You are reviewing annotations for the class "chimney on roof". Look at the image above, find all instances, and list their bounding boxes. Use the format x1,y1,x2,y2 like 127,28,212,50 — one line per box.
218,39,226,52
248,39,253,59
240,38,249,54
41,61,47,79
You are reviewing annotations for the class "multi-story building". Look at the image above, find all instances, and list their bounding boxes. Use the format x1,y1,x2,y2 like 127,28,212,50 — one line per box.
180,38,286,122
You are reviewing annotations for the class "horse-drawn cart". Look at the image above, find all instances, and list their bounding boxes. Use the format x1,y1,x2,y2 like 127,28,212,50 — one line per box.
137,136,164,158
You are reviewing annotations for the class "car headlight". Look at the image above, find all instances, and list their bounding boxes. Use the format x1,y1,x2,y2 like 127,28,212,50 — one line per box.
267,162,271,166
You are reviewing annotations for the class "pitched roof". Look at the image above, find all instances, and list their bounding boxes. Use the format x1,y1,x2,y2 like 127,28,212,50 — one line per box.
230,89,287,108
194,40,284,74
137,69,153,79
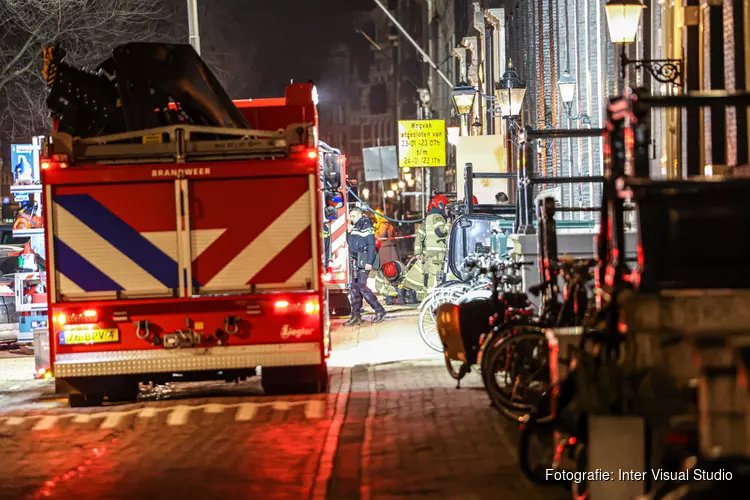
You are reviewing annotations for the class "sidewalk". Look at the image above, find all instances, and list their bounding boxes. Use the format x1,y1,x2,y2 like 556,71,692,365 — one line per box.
327,312,568,499
328,310,440,368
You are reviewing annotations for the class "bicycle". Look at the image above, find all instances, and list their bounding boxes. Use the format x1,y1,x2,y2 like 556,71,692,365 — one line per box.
440,253,535,388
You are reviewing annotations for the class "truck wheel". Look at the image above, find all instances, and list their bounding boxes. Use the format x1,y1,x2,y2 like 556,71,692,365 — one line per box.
262,365,329,395
68,392,104,408
106,381,140,403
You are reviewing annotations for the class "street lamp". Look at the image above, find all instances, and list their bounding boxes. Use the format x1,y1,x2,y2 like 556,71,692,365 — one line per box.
471,119,483,136
495,60,526,119
604,0,645,44
556,70,591,125
451,81,477,116
604,0,682,85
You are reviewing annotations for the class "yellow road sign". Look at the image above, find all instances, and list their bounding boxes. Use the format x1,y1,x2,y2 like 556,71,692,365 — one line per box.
397,120,446,168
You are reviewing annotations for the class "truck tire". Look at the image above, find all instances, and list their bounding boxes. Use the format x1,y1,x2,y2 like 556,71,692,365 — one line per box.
106,380,140,403
68,392,104,408
262,364,328,395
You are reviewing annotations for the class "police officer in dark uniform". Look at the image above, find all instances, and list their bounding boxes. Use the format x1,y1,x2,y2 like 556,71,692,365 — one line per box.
344,206,386,326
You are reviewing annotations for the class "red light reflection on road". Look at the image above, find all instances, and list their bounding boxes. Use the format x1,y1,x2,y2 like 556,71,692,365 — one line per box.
35,441,115,499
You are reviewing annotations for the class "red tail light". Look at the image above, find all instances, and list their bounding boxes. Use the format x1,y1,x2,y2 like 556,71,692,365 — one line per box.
40,154,70,170
304,300,319,314
53,309,98,325
273,298,319,315
274,300,290,311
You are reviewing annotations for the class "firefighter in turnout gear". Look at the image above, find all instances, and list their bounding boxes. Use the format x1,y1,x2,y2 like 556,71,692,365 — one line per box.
375,261,419,305
403,194,449,294
344,206,386,326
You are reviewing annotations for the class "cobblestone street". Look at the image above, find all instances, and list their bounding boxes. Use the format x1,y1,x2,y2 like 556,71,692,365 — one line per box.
0,313,567,500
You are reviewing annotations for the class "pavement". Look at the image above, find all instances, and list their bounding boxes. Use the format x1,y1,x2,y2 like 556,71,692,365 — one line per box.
0,307,568,500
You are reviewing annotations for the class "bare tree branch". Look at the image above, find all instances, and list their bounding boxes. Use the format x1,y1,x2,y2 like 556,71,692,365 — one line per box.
0,0,183,144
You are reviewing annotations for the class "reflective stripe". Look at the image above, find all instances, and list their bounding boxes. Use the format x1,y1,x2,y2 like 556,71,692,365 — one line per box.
425,246,446,251
404,276,423,287
350,229,374,237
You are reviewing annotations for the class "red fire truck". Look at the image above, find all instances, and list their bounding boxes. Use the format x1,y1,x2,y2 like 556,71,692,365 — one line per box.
39,44,342,406
318,142,351,317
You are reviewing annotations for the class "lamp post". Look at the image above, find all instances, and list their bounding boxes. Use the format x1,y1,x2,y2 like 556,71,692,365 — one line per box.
495,60,526,120
447,116,460,146
556,71,591,125
471,119,483,136
451,81,477,136
496,60,527,232
604,0,683,85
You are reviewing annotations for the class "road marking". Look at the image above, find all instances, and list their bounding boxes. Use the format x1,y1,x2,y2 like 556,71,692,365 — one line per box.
0,398,328,431
138,407,158,418
272,401,291,411
202,404,224,414
101,412,127,429
32,415,59,431
235,403,258,422
166,406,191,426
311,367,352,500
360,365,378,500
304,400,326,419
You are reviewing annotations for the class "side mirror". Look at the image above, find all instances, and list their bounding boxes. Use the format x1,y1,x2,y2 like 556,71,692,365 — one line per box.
324,155,342,189
325,190,344,210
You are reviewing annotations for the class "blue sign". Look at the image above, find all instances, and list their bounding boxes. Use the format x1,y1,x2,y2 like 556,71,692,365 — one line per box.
10,143,40,185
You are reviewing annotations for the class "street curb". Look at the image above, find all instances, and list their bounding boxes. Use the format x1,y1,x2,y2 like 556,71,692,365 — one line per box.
325,364,371,500
311,366,351,500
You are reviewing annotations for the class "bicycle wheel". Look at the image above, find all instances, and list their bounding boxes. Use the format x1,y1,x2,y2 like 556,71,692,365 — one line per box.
518,410,568,486
418,297,443,352
484,326,550,421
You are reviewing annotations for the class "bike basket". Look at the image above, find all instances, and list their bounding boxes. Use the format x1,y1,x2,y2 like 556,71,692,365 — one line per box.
629,178,750,291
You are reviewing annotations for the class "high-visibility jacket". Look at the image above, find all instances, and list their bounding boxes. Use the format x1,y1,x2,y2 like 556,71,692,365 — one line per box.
415,210,448,255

=-=-=

# TASK GOAL:
Pictures are not part of the copy; output everything else in the records exactly.

# ANSWER BOX:
You are reviewing annotations for the class "chimney on roof". Look at the image above, find all instances, and list their bounding boxes. Use the format x1,y1,x2,y2 like 127,28,212,50 — one line per box.
218,39,226,52
248,39,253,59
240,38,249,54
41,61,47,79
You are reviewing annotations for the class "multi-story building". Look at the image above, find all instances, and list their bounding boxes. Use the format x1,y1,x2,y2 like 127,28,212,50 — one line per box.
180,38,286,122
You are reviewing annotations for the class "horse-drawn cart". Look at the image above, find all instances, and list their bounding boxes. Use the format x1,y1,x2,y2 like 127,28,212,50 — one line per box.
137,136,164,158
You are reviewing annotations for the class "car headlight". Look at the image above, find all instances, and list their bounding boxes. Use the format x1,y1,x2,y2 like 127,28,212,50 — one line per box.
267,162,271,166
You are reviewing annotations for the class "pitched roof". Look at the image above, find all instances, and list their bounding boxes. Use the format x1,y1,x2,y2 like 127,28,212,50 — one line per box.
230,89,287,108
194,40,284,74
137,69,153,79
You are reviewing annotations for the class "sidewalk". Look at the image above, find all instances, and list their bounding boxes. Use the format x1,y1,x2,y2 like 556,71,692,365 — one line per box.
327,312,568,499
328,310,440,368
You are reviewing annotations for the class "bicycle". Look at the image above, find all instances, and list their bounding boxes. Use the format x1,y1,x2,y2 like 556,71,692,365 — one line per box.
440,253,535,388
You are reviewing annotations for the class "truck wheel". Look at the image above, find all instances, and list their bounding boxes. Use the format x1,y1,x2,y2 like 556,71,692,365 — one line per box.
262,365,329,395
68,392,104,408
106,381,140,403
You are reviewing annotations for the class "street lamp". Look at the image above, find all instances, and list their bounding boxes. Use the format x1,y1,x2,y2 like 556,71,692,365 — one line per box.
471,119,483,136
495,60,526,119
604,0,645,44
556,70,591,125
451,81,477,116
604,0,682,85
You are reviewing annotations for the class "yellow road sign". Look at the image above, find all instances, and list their bounding boxes. Use the format x1,y1,x2,y2 like 556,71,692,365 — one line per box.
397,120,446,168
You are reviewing annotations for the class "truck tire". Look at the image above, find all instances, and list their bounding boxes. Use the format x1,y1,x2,y2 like 556,71,692,365 — one line per box.
106,380,140,403
68,392,104,408
262,364,328,395
You are reviewing annotations for the class "police officer in dark uniform". Look at the image above, find all instances, and list their bounding boxes. Use the format x1,y1,x2,y2 like 556,71,692,365 — one line per box.
344,206,386,326
You are reviewing annotations for the class "red light reflection on road". Look at the image above, find all instances, and list their bounding boxes. Use the format x1,y1,x2,y2 like 556,71,692,365 — one line per box.
35,441,115,499
You are reviewing annotations for the class "red tail light". Look at the image above, find all instances, and list their bounding boxes. Use the format x1,y1,x2,y2 like 556,71,692,365 — one line per box.
40,154,70,170
304,300,319,314
53,309,98,325
273,298,319,315
274,300,290,311
You are reviewing annotations for the class "firefighter in turnout gear". Look at the image above, find all instances, and list their bounding boxes. Use the format x1,y1,x2,y2 like 556,71,692,365 — one line per box.
375,261,419,305
403,194,449,294
344,206,386,326
You are reviewing annotations for the class "cobblestone street". Look at the image above, find all instances, and list their bounding boxes. Use the format x1,y1,x2,y2 like 556,71,692,365 — one line per box.
0,313,567,500
You are reviewing annotations for the class "pavement". Look at the image above, find all instances, and list their bounding boxes. Use the format x1,y1,x2,y2 like 556,71,692,365 — one line per box.
0,307,568,500
You are reviewing annotations for the class "bare tree branch". Look at the image above, find all instances, and list their bounding boxes. Use the format x1,y1,x2,y2 like 556,71,692,365 — one line per box.
0,0,183,144
You are reviewing annotations for the class "reflective stripe". Look at the image above, find all instances, and list their bounding boxes. Use the format x1,y1,x2,y2 like 556,71,692,365 — one line per box.
425,246,446,251
404,276,423,287
350,229,374,237
You are reviewing annotations for the class "red fire truck". Look at the image above, find all instances, and list their bounding boxes. Use the format x1,y1,x2,y2 like 556,71,692,365 — one line per box.
39,44,342,406
318,142,351,317
You are reviewing annotations for the class "lamp post". Look at the image above, find all instances, and list their bounding boxes. Use the format x1,y1,x2,y2 like 556,71,692,365 — one line per box.
495,60,526,120
447,116,460,146
556,71,591,125
471,119,483,136
451,81,477,136
496,60,527,232
604,0,683,85
You are reviewing annotations for the class "road marking". Look at the image above, find all instances, and list their bounding boxes. Use the format x1,y1,x2,y2 like 556,71,692,365 — one line per box.
0,398,328,431
138,407,158,418
272,401,291,411
202,404,224,414
101,412,127,429
32,415,59,431
235,403,258,422
166,406,191,426
311,367,352,500
360,365,378,500
304,400,326,419
You are reviewing annotations for the class "side mirror". Look at the image above, find all instances, and list their bounding boxes. Use the format x1,y1,x2,y2 like 556,71,692,365 — one line per box.
324,155,342,189
325,190,344,210
You are reviewing annotations for the class "blue sign". Look at the image above, find all instances, and list their bounding boxes. Use the format x1,y1,x2,y2 like 556,71,692,365 — one line per box.
10,143,40,185
You are reviewing annotations for the class "street curb". Look at the image above, find all instances, and list their bounding boxes. Use the format x1,y1,x2,y2 like 556,71,692,365 — one line per box.
325,364,371,500
311,366,351,500
You are reviewing annotations for the class "bicycle wheel". Look at the image above, find all instances, and list their bounding boxes. Use the format x1,y1,x2,y2 like 556,71,692,365 — one line per box.
518,410,568,486
418,297,443,352
484,326,550,421
You are reviewing annotations for the class "bike basket". Look at the image above, find all instances, and list their bounding boxes. Use the format x1,y1,x2,y2 like 556,71,692,365 — one line per box.
629,178,750,291
You are reviewing annotations for the class "high-visibility jacket". Look at the image above, find all instances, and list their bounding boxes. Use the format x1,y1,x2,y2 like 556,71,692,365 — one line per box.
415,210,448,255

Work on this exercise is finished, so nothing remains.